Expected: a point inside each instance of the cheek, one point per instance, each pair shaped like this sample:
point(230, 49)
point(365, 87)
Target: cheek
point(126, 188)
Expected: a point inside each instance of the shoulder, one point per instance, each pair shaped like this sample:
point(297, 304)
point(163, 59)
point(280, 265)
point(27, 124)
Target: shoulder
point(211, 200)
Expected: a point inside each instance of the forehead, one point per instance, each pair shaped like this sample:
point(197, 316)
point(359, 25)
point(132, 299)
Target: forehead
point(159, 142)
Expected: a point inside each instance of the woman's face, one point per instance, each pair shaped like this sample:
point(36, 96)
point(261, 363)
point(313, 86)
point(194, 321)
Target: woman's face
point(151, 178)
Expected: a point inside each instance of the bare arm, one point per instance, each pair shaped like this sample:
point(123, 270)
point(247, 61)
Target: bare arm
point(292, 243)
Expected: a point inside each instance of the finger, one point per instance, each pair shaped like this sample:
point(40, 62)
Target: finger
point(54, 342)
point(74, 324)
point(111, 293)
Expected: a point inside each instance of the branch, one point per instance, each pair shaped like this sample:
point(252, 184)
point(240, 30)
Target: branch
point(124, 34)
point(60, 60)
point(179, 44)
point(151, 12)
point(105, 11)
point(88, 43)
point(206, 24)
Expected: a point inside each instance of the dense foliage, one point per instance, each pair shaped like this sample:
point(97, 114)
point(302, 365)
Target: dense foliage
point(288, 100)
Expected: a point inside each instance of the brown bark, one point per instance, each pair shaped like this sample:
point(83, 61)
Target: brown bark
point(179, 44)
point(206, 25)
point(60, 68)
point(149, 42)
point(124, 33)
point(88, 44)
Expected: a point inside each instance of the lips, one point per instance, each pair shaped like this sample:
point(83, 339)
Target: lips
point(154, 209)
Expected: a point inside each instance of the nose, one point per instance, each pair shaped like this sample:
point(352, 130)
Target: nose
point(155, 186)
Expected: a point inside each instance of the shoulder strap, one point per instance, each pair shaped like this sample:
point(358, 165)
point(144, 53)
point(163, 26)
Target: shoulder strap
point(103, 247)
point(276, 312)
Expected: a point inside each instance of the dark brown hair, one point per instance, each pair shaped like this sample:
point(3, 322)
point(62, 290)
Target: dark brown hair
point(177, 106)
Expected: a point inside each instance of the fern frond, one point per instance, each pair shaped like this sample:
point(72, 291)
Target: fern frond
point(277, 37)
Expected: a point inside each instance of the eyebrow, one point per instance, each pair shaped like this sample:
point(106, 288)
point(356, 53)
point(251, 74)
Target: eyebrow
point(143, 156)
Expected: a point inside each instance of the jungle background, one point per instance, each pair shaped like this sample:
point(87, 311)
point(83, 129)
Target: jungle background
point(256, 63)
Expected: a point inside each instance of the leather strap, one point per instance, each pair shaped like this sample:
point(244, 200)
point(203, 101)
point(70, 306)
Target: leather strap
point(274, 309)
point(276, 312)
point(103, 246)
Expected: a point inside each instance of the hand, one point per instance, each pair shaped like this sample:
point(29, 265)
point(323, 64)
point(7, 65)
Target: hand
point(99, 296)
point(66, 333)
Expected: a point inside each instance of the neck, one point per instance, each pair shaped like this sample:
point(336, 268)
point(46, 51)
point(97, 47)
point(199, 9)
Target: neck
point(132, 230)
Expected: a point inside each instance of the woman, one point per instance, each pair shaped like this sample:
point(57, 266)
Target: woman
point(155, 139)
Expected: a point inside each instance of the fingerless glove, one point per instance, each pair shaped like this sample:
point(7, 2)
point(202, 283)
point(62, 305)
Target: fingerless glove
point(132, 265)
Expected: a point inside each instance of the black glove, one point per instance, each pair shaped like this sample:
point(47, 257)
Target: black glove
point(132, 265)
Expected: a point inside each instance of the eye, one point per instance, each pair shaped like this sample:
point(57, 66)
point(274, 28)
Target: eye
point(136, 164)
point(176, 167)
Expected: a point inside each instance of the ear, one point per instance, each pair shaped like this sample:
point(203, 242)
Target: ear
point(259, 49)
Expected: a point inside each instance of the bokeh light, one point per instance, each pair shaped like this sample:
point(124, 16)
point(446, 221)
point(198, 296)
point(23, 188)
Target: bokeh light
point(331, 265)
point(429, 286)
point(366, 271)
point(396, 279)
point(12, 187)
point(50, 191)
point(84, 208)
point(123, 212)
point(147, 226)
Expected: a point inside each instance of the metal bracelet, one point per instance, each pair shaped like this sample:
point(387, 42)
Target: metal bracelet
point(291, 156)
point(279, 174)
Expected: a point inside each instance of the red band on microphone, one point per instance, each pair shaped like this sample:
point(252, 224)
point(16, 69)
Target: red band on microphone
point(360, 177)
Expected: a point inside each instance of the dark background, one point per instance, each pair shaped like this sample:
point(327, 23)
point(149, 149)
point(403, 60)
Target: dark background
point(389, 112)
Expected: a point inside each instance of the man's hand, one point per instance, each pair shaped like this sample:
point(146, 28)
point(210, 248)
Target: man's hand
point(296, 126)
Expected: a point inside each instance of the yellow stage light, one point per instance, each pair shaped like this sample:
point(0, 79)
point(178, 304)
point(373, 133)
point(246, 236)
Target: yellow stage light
○ ○ ○ ○ ○
» **EXERCISE TASK**:
Give all the records again with "Target" switched to "Object" everywhere it appears, and change nothing else.

» **RESULT**:
Expected: a point inside each instance of the cheek, one point per instance, each pair shaped like this sample:
point(230, 49)
point(365, 87)
Object: cheek
point(126, 188)
Expected: a point inside each instance of the shoulder, one point per instance, each pair shaped like this sample:
point(297, 304)
point(163, 59)
point(280, 265)
point(27, 124)
Object: shoulder
point(211, 200)
Expected: a point inside each instance of the forehead, one point per instance, each pair shaped like this sample:
point(197, 316)
point(359, 25)
point(132, 299)
Object: forehead
point(159, 142)
Expected: a point inside each instance of the woman's face, one point per instance, each pair shaped like this sample:
point(36, 96)
point(261, 363)
point(313, 86)
point(194, 321)
Object: woman's face
point(151, 178)
Expected: a point inside each instance of the bare arm, one point per instance, each pair shaped like this sample:
point(123, 270)
point(247, 61)
Object: bare arm
point(292, 243)
Expected: a point inside each instance of the finger, one point per instance, each pair shaped like this sample:
point(40, 62)
Object: finger
point(54, 342)
point(74, 324)
point(111, 293)
Expected: a point inside each instance of the branch, one point per instance, each pair shaped like this sample:
point(252, 184)
point(240, 30)
Object: branch
point(124, 34)
point(60, 60)
point(179, 44)
point(151, 12)
point(105, 11)
point(88, 43)
point(206, 24)
Expected: a point inside each instance of the dense foliage, one point per instance, each pair shaped like this sample:
point(97, 114)
point(302, 365)
Object: dense foliage
point(288, 100)
Expected: a point inside each instance of the brown bark, one point per instance, each pair shaped like this sample:
point(83, 61)
Object: brown bark
point(179, 44)
point(206, 25)
point(60, 68)
point(149, 42)
point(124, 33)
point(88, 44)
Expected: a point inside each instance of the lips, one point per instance, each pair shaped like this sample:
point(83, 339)
Object: lips
point(154, 209)
Expected: a point inside each instance of the nose, one point per instance, each pair shaped like this sample:
point(352, 130)
Object: nose
point(155, 186)
Expected: a point inside each instance of the shoulder strap, one point per instance, each pair shaped like this sample:
point(358, 165)
point(144, 53)
point(163, 26)
Object: shoulder strap
point(103, 247)
point(276, 312)
Expected: a point inside each instance of the dark brown hair, one point per instance, each pair shaped like this sample:
point(3, 322)
point(62, 290)
Object: dark brown hair
point(177, 106)
Expected: a point inside each instance of the fern frond, one point per instance, each pair shaped like this sample:
point(72, 291)
Object: fern frond
point(277, 37)
Expected: a point inside each instance of the eyebrow, one point per instance, each pair shaped like this sample:
point(106, 288)
point(356, 53)
point(251, 74)
Object: eyebrow
point(143, 156)
Expected: a point inside each instance of the jungle background, one point per instance, each pair shaped like this sample:
point(87, 311)
point(83, 129)
Object: jungle background
point(256, 63)
Expected: a point inside each instance of the leather strap, one point per instance, each pair shaped like this sample:
point(244, 200)
point(203, 101)
point(70, 306)
Object: leather strap
point(274, 309)
point(276, 312)
point(103, 246)
Expected: a point inside each instance of the hand, one point per instance, each pair shaped like this sample:
point(29, 265)
point(323, 64)
point(7, 65)
Object: hand
point(99, 296)
point(66, 333)
Expected: a point inside each instance of the neck, one point per instance, each pair shaped like this sample:
point(336, 268)
point(46, 51)
point(97, 47)
point(199, 9)
Object: neck
point(132, 230)
Expected: a point inside each instance of the woman, one point per instance, each pair shaped like this sample:
point(57, 266)
Object: woman
point(155, 139)
Expected: a point inside each instance of the fingerless glove, one point per instance, each pair shaped like this sample:
point(7, 2)
point(202, 283)
point(62, 305)
Object: fingerless glove
point(132, 265)
Expected: a point inside each instance of the black glove, one point per instance, each pair shaped like this sample:
point(47, 257)
Object: black glove
point(132, 265)
Expected: a point inside each instance of the eye, one point per instance, each pair shaped like this sample:
point(57, 66)
point(274, 28)
Object: eye
point(136, 164)
point(176, 167)
Expected: a point inside each instance of the ear, one point per instance, each pair shaped like this sample:
point(203, 242)
Object: ear
point(259, 49)
Expected: a point inside each instance of the bokeh light, one point per instance, each pair shaped like this sample:
point(124, 16)
point(446, 221)
point(198, 296)
point(23, 188)
Object: bokeh light
point(331, 265)
point(429, 286)
point(366, 271)
point(396, 279)
point(12, 187)
point(50, 191)
point(84, 208)
point(123, 212)
point(147, 226)
Expected: a point inside each instance of the metal bracelet, one point per instance, each pair shaped like this sample:
point(387, 42)
Object: metal bracelet
point(291, 156)
point(279, 174)
Expected: a point inside each instance of the red band on microphone, one point per instance, each pair shaped like this sample:
point(252, 224)
point(16, 69)
Object: red band on microphone
point(360, 177)
Expected: a point inside each instance of the dark background, one point per instance, each pair shaped like this sample:
point(327, 23)
point(149, 149)
point(403, 60)
Object: dark background
point(389, 112)
Expected: a point inside each instance of the man's hand, one point per instance, each pair shaped like this sample:
point(146, 28)
point(210, 248)
Object: man's hand
point(296, 126)
Expected: a point inside each instance of the yellow stage light, one point per instance, each pair shaped like this sample:
point(0, 79)
point(178, 304)
point(373, 133)
point(246, 236)
Object: yellow stage light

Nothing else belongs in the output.